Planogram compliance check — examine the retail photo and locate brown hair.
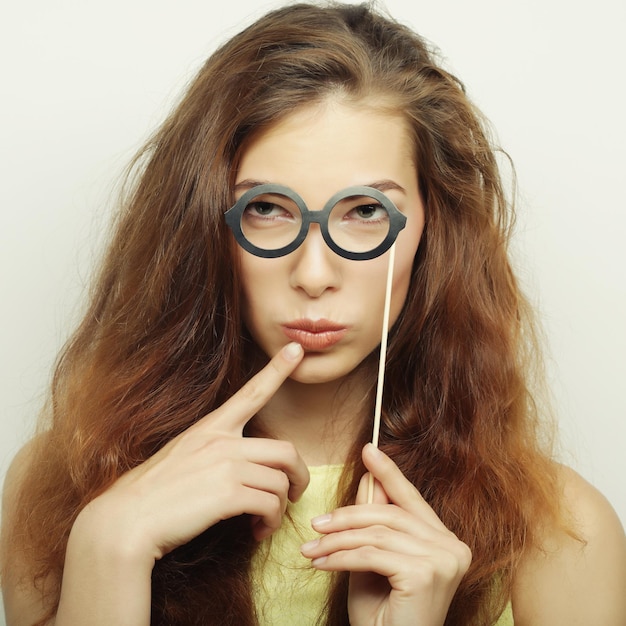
[6,4,557,625]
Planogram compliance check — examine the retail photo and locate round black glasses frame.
[224,183,406,261]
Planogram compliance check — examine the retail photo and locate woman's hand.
[302,444,471,626]
[73,344,309,559]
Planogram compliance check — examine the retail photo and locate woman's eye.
[346,204,387,221]
[246,202,281,217]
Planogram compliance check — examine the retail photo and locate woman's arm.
[3,344,308,626]
[513,468,626,626]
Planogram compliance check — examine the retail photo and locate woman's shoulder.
[513,466,626,626]
[0,436,52,626]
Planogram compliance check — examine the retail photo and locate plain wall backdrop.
[0,0,626,616]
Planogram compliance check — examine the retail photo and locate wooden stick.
[367,242,396,504]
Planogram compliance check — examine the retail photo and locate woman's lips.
[283,320,348,352]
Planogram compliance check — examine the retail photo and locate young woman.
[2,5,626,626]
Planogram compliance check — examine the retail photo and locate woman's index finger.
[204,343,304,432]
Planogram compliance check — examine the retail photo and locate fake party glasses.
[224,184,406,261]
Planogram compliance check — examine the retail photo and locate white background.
[0,0,626,608]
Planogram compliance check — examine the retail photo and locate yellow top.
[252,465,513,626]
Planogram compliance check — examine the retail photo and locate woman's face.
[235,100,424,383]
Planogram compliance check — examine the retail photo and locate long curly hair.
[4,4,559,626]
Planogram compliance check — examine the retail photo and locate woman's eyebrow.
[233,178,270,191]
[234,178,406,193]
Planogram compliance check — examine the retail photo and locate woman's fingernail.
[311,513,332,527]
[366,443,383,457]
[300,539,320,552]
[283,341,302,361]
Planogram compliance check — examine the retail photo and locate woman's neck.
[256,376,370,466]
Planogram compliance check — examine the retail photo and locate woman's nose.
[290,224,342,298]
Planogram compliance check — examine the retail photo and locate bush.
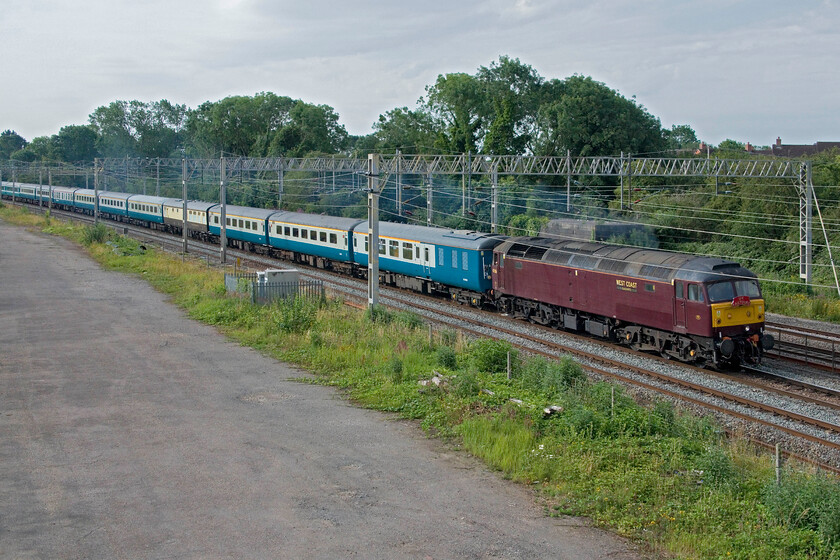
[272,297,321,333]
[393,311,423,329]
[437,346,458,369]
[764,476,840,548]
[82,224,110,246]
[469,338,519,373]
[696,445,738,488]
[365,305,394,325]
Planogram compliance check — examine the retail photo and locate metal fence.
[225,272,325,304]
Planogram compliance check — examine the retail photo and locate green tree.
[423,73,486,153]
[52,125,98,162]
[373,107,437,154]
[718,138,747,152]
[476,56,544,154]
[536,75,665,156]
[88,101,138,158]
[662,124,700,150]
[10,136,59,161]
[186,92,347,157]
[0,130,26,160]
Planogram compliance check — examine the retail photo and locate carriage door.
[674,280,686,329]
[417,245,432,278]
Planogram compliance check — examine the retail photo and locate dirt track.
[0,222,641,559]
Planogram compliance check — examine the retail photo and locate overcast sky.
[0,0,840,149]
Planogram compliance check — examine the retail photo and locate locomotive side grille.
[639,264,674,280]
[598,259,629,273]
[569,255,598,270]
[525,245,548,261]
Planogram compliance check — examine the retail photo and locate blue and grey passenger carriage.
[73,189,96,214]
[268,212,363,268]
[208,205,277,250]
[99,191,131,221]
[163,198,218,240]
[353,222,504,305]
[128,194,169,225]
[52,187,79,210]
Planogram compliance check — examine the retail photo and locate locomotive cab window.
[688,284,704,301]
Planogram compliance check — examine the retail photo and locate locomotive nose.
[761,334,776,352]
[720,338,735,358]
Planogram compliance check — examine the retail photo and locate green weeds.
[2,202,840,560]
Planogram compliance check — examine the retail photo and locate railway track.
[765,321,840,373]
[9,199,840,473]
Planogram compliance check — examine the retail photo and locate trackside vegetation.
[0,202,840,560]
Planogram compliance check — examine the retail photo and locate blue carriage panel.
[128,194,170,224]
[207,205,278,245]
[2,181,18,198]
[73,189,96,212]
[99,191,131,216]
[52,187,79,207]
[163,198,217,233]
[17,184,38,200]
[354,222,504,292]
[268,212,361,262]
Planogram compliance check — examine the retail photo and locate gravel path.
[0,222,641,559]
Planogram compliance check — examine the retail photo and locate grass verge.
[0,202,840,560]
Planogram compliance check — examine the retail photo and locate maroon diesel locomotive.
[492,237,773,367]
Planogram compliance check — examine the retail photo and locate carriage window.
[709,282,735,301]
[735,280,761,298]
[688,284,704,301]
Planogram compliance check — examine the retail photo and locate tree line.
[0,56,699,162]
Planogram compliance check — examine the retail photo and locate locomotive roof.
[496,237,755,282]
[129,194,178,206]
[272,212,362,231]
[99,191,131,200]
[163,198,219,212]
[354,220,506,251]
[210,204,282,220]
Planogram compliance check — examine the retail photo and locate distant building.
[540,218,658,247]
[747,137,840,158]
[694,137,840,158]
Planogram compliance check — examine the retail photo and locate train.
[2,182,774,369]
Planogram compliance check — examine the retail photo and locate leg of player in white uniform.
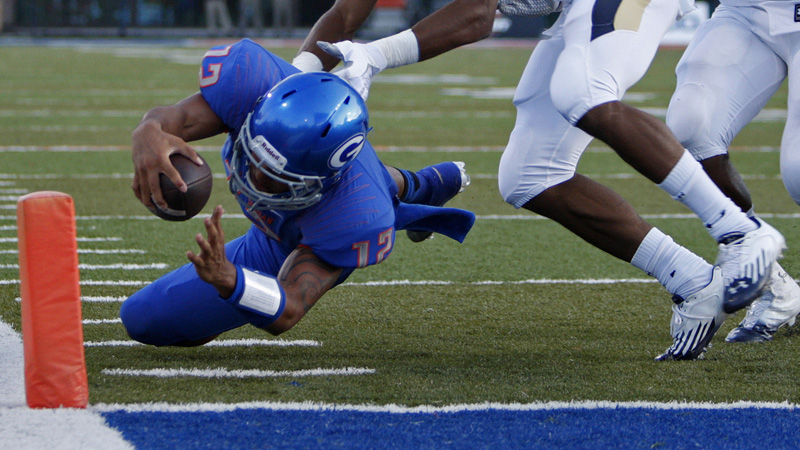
[667,5,800,342]
[500,0,783,359]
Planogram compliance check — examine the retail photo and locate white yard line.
[90,400,800,414]
[83,338,322,347]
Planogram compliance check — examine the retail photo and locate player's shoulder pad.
[200,39,297,130]
[199,39,268,88]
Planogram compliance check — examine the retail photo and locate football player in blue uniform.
[120,39,475,346]
[294,0,791,360]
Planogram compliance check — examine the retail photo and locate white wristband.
[237,268,286,317]
[372,29,419,68]
[292,52,322,72]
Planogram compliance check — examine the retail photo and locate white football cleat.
[716,217,786,314]
[656,266,728,361]
[725,263,800,342]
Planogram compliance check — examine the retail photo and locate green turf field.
[0,41,800,405]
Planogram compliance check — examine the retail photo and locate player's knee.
[119,297,169,346]
[497,154,547,208]
[667,84,713,149]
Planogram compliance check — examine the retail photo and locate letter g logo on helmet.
[328,133,366,170]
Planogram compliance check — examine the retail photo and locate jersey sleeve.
[199,39,298,130]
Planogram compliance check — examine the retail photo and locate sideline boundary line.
[89,400,800,414]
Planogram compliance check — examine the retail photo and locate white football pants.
[498,0,681,208]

__________________________________________________

▸ **任务内容**
把上面的全部条目逐字抄写一遍，答案中不要包含图片。

▸ **完成答案**
Planogram compliance check — examine the retail photo and locate brown hair.
[6,4,557,625]
Planogram compliance check — examine the retail photo and locate round black glasses frame.
[224,183,406,261]
Planogram compliance check — examine the retail photo and locate woman's hand.
[302,444,471,626]
[73,344,309,559]
Planogram compliance check — examine the retail photo and locate woman's eye.
[346,204,387,221]
[246,202,281,217]
Planogram compliance check — examine the retail photo and locate woman's arm.
[3,344,308,626]
[513,468,626,626]
Planogram compliance check — examine the retail photo and locate woman's shoulder.
[513,466,626,626]
[0,436,52,626]
Planogram compliance check — examine the retail photo and locate plain wall backdrop.
[0,0,626,616]
Planogram compliance check — examine the retail photo and locate wooden stick.
[367,242,396,504]
Planogram compliance check — examine the retail photo and locate woman's lips.
[283,320,348,352]
Planogram compliance check — examine the retail photo and locate young woman.
[2,5,626,626]
Planogram compliance check — examine the retail photo and locate woman's index finger.
[204,343,304,432]
Planogram compliance check — examine the retail photo and locate fake party glasses.
[224,184,406,261]
Planogram compliance check — examine the retail photo and locate white background.
[0,0,626,608]
Planogram compliance check — examine the retail photo and locate yellow top.
[252,465,513,626]
Planogram compliance check — examine the retail photo and locate woman's face.
[235,100,424,383]
Planogram compliance check — examine the retail photo and locate long curly hair.
[4,4,559,626]
Planogram compliance check — examine the retail photo and locate woman's eyebrow.
[233,178,270,191]
[234,178,406,193]
Planogram compliance check — examine the retail photo and locate woman's fingernail.
[311,513,332,527]
[366,443,383,457]
[300,539,320,552]
[283,341,302,361]
Planogram compliance check — examine the retail photo and locate woman's neck.
[256,376,370,466]
Planogram compliance check — examine the retail photo and locate woman's nose.
[290,224,342,298]
Planogram compliance check — examine the retail photo and locate bush.
[272,297,321,333]
[393,311,423,329]
[437,346,458,369]
[764,476,840,548]
[82,224,110,246]
[469,338,519,373]
[696,445,738,488]
[365,305,394,325]
Planogram compliance check — examine the retail photo and locate metal fence.
[225,272,325,304]
Planogram compliance check — examine the retail photo and locate green tree.
[423,73,486,153]
[52,125,98,162]
[373,107,437,154]
[718,138,747,152]
[476,56,544,154]
[536,75,665,156]
[88,101,138,158]
[662,124,700,150]
[10,136,59,161]
[186,92,347,157]
[0,130,26,160]
Planogram compliance check — examine the retail photo and locate carriage door.
[674,280,686,329]
[417,245,432,278]
Planogram compliance check — examine the retail photo and locate dirt track.
[0,222,641,559]
Planogram compliance check — examine the retail photo and locate overcast sky.
[0,0,840,149]
Planogram compliance check — examine the retail photo and locate locomotive side grille.
[639,264,674,280]
[598,259,629,273]
[569,255,598,270]
[525,245,548,261]
Planogram compliance check — examine the retail photo and locate blue and grey passenger carriage.
[73,189,96,214]
[268,212,363,268]
[208,205,277,250]
[99,191,131,221]
[163,198,218,240]
[353,222,504,305]
[128,194,169,225]
[52,187,79,210]
Planogram compliance check — examine the retail photo and locate locomotive cab window.
[688,284,704,301]
Planogram compliance check — examine the retail photo and locate locomotive nose.
[761,334,776,352]
[720,338,735,358]
Planogram compliance check — examine the retail photo and locate green weeds.
[2,202,840,560]
Planogram compliance check — examine the retail photo and locate railway track.
[765,321,840,373]
[9,199,840,473]
Planogram compliance check — examine the retail photo and locate trackside vegetation.
[0,202,840,560]
Planogram compliance check — examine the retail photo and locate blue carriage panel.
[128,194,170,224]
[207,205,278,245]
[2,181,18,198]
[73,189,96,212]
[99,191,131,216]
[52,187,79,207]
[163,198,217,233]
[17,184,38,200]
[354,222,504,292]
[268,212,361,262]
Planogram compliance check — examine the retail photo and locate gravel path.
[0,222,641,559]
Planogram compliance check — examine the retail photo and locate grass verge.
[0,202,840,560]
Planogram compliance check — examine the retail photo and locate maroon diesel locomotive.
[492,237,773,367]
Planogram compliance check — examine the retail photo and locate carriage window.
[709,282,735,301]
[735,280,761,298]
[688,284,704,301]
Planogram compliance check — examine the retail photo and locate tree line.
[0,56,699,162]
Planogram compliance check — examine the retail photo and locate locomotive roof.
[496,237,755,282]
[129,194,178,206]
[272,212,362,231]
[99,191,131,200]
[163,198,219,212]
[354,220,506,251]
[210,204,282,220]
Planogram compliance check — examine the retail photo and locate distant building.
[540,218,658,247]
[747,137,840,158]
[694,137,840,158]
Planogram compliance check — examine the retail photo and locate train.
[2,182,774,369]
Planogram compliance check — examine the retail photo and locate leg of player in white uniform.
[667,5,800,342]
[500,0,783,359]
Planogram compliance check — examine the retail photo and locate white yard line.
[90,400,800,414]
[83,338,322,347]
Planogram compliance check — examine the retail photo and locate player's shoulder pad.
[200,39,297,130]
[199,39,268,88]
Planogram compliance check — examine the retail photo and locate football player in blue uniform.
[120,39,475,346]
[294,0,791,360]
Planogram compliance check — examine the retail photo and locate white wristband.
[237,268,286,317]
[372,29,419,68]
[292,52,322,72]
Planogram compliance check — examine the retail photo and locate white football cleat.
[716,217,786,314]
[656,266,728,361]
[725,263,800,342]
Planogram compliance check — examine the retail photo and locate green turf field.
[0,41,800,405]
Planogram compliance check — examine the retail photo and locate player's knee.
[119,297,169,346]
[497,154,547,208]
[667,84,713,149]
Planogram compliance check — examine the retail photo and locate letter g logo on helmet.
[328,133,366,170]
Planogram compliance check — examine the retail photo and locate jersey sleeve.
[199,39,298,130]
Planogram compliance check — examine the retail photo and locate sideline boundary line.
[89,400,800,414]
Planogram compliance check — examine the retail photo and locate white football pants.
[498,0,681,208]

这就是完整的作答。